[Dataset rows]
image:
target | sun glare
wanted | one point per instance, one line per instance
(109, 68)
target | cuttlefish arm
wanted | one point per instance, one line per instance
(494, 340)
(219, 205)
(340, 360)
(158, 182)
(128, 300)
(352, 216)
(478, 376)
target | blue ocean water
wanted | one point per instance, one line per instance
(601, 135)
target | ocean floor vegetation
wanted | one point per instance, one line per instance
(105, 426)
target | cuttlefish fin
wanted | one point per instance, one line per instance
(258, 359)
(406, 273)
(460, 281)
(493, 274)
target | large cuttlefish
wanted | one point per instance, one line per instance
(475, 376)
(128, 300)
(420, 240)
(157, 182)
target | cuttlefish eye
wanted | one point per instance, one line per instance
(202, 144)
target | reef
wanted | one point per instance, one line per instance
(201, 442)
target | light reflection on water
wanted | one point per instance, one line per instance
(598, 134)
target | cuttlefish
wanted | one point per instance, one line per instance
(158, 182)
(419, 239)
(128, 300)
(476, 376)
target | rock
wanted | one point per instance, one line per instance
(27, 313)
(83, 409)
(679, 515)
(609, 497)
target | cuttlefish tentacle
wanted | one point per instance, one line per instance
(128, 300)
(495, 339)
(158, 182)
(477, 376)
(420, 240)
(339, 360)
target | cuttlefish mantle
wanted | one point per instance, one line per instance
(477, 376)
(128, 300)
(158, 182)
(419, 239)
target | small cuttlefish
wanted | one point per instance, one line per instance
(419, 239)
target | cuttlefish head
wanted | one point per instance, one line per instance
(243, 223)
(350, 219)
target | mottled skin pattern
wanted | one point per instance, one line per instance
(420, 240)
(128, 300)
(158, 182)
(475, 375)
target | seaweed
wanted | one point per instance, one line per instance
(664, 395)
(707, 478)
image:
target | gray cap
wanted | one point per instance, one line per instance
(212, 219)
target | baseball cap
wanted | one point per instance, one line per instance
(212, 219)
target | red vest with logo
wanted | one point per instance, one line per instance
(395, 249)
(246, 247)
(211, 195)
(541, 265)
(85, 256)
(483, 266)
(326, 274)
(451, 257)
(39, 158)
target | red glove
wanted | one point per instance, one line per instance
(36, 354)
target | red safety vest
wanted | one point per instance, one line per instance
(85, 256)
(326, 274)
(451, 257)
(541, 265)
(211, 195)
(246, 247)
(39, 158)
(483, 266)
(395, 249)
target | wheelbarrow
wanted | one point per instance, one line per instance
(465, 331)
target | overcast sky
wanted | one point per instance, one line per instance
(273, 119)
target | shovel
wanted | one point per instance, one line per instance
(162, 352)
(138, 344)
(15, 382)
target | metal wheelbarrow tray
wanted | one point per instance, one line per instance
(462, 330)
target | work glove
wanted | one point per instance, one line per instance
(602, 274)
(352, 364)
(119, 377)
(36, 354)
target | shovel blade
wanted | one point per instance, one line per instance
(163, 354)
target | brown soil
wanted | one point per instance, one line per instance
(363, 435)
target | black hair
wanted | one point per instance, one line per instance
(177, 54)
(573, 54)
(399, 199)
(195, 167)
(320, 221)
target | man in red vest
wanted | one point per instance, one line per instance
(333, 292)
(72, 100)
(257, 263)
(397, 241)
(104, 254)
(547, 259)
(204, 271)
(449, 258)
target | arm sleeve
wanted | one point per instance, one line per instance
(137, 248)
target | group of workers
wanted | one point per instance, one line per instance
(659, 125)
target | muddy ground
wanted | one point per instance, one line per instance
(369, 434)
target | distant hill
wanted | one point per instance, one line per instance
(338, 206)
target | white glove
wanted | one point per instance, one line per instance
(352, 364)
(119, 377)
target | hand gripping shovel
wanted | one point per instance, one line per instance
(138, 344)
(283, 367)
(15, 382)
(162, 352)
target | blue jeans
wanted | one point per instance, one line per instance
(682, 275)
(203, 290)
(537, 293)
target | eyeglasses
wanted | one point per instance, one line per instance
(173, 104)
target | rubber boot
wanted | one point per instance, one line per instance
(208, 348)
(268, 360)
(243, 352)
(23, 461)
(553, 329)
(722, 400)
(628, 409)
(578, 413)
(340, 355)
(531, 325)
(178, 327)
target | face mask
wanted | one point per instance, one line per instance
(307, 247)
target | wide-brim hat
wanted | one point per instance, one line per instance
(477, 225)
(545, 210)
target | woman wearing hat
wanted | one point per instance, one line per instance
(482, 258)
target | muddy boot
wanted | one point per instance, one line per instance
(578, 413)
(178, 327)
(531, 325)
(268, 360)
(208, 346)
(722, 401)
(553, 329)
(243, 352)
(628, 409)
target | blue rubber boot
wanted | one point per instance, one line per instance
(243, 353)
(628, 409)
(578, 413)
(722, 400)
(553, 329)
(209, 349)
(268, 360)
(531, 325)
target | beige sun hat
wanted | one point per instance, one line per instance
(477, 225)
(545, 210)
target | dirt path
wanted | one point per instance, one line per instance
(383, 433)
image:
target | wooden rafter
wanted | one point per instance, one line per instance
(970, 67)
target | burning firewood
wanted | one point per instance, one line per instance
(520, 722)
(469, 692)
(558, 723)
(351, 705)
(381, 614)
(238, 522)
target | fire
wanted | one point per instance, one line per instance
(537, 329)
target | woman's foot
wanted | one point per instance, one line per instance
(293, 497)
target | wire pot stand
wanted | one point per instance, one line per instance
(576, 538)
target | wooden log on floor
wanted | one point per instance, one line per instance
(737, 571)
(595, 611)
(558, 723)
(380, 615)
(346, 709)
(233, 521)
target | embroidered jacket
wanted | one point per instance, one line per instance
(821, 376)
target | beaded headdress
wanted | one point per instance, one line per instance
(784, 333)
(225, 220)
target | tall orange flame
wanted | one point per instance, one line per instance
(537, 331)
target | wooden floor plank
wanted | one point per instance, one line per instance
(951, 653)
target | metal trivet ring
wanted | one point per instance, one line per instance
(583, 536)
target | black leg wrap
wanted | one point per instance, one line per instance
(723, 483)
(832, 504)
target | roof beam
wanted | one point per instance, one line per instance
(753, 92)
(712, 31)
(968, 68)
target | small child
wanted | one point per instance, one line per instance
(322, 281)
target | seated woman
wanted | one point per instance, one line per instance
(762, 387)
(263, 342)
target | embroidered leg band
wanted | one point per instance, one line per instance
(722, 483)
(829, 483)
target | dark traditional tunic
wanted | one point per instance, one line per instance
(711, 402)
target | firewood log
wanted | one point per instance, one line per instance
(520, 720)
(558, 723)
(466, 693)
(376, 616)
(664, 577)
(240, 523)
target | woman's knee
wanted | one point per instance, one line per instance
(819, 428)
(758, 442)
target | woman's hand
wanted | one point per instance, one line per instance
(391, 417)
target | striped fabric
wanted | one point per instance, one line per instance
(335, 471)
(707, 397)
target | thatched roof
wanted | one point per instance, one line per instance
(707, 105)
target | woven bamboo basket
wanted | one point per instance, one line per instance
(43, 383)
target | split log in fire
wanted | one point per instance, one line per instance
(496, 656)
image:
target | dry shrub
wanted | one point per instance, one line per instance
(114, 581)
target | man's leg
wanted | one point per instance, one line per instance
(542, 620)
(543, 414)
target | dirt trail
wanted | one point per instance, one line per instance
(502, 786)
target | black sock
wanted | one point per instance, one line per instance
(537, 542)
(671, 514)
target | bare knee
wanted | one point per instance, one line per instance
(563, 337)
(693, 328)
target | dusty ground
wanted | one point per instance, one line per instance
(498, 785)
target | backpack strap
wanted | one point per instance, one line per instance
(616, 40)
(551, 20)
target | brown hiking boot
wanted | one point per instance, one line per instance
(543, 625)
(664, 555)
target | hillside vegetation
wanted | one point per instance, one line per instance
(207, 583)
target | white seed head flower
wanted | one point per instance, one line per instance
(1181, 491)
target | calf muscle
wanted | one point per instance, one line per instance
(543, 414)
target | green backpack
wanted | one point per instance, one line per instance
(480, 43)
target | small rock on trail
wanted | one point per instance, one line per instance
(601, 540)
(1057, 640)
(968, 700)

What is expected:
Lay out the stretch from the line containing "target | woman's knee" through the end of the rows as a numbered list, with blank lines omitted.

Task answer:
1. target | woman's knee
2. wanted | one point per instance, one line per instance
3. (819, 428)
4. (758, 442)
5. target | woman's hand
6. wanted | one point per instance, one line per instance
7. (391, 417)
8. target | striped fabric
9. wanted | one point per instance, one line per instance
10. (335, 471)
11. (707, 397)
12. target | thatched roof
13. wanted | one point per instance, one line per instance
14. (707, 105)
15. target | woven bamboo basket
16. wanted | one point per instance, one line per instance
17. (43, 383)
18. target | split log in fire
19. wanted | one point per instance, one line per instance
20. (496, 656)
21. image:
22. target | dry shrub
23. wanted | one point per instance, one line per instance
24. (114, 581)
25. target | man's leg
26. wanted | one point per instance, one line per instance
27. (542, 620)
28. (543, 414)
29. target | dirt trail
30. wanted | one point per instance, one line per instance
31. (502, 786)
32. target | black sock
33. wanted | one point per instance, one line per instance
34. (537, 542)
35. (671, 514)
36. target | bare knee
37. wanted | one point per instance, one line per instance
38. (563, 337)
39. (693, 328)
40. target | dusty ground
41. wanted | one point per instance, one line per instance
42. (498, 785)
43. target | backpack strap
44. wanted | one point per instance, one line per instance
45. (616, 40)
46. (551, 20)
47. target | brown hiking boot
48. wanted | one point per instance, one line per instance
49. (543, 625)
50. (664, 555)
51. target | hillside vegetation
52. wanted | one point per instance, one line per instance
53. (207, 583)
54. target | white seed head flower
55. wanted | one point per instance, one line per instance
56. (1181, 491)
57. target | calf muscle
58. wanted | one point per instance, one line per instance
59. (543, 414)
60. target | green backpack
61. wanted | one point per instance, one line per instance
62. (480, 43)
63. target | small rock on trail
64. wanted | one point per instance, one line per instance
65. (601, 540)
66. (1057, 640)
67. (968, 700)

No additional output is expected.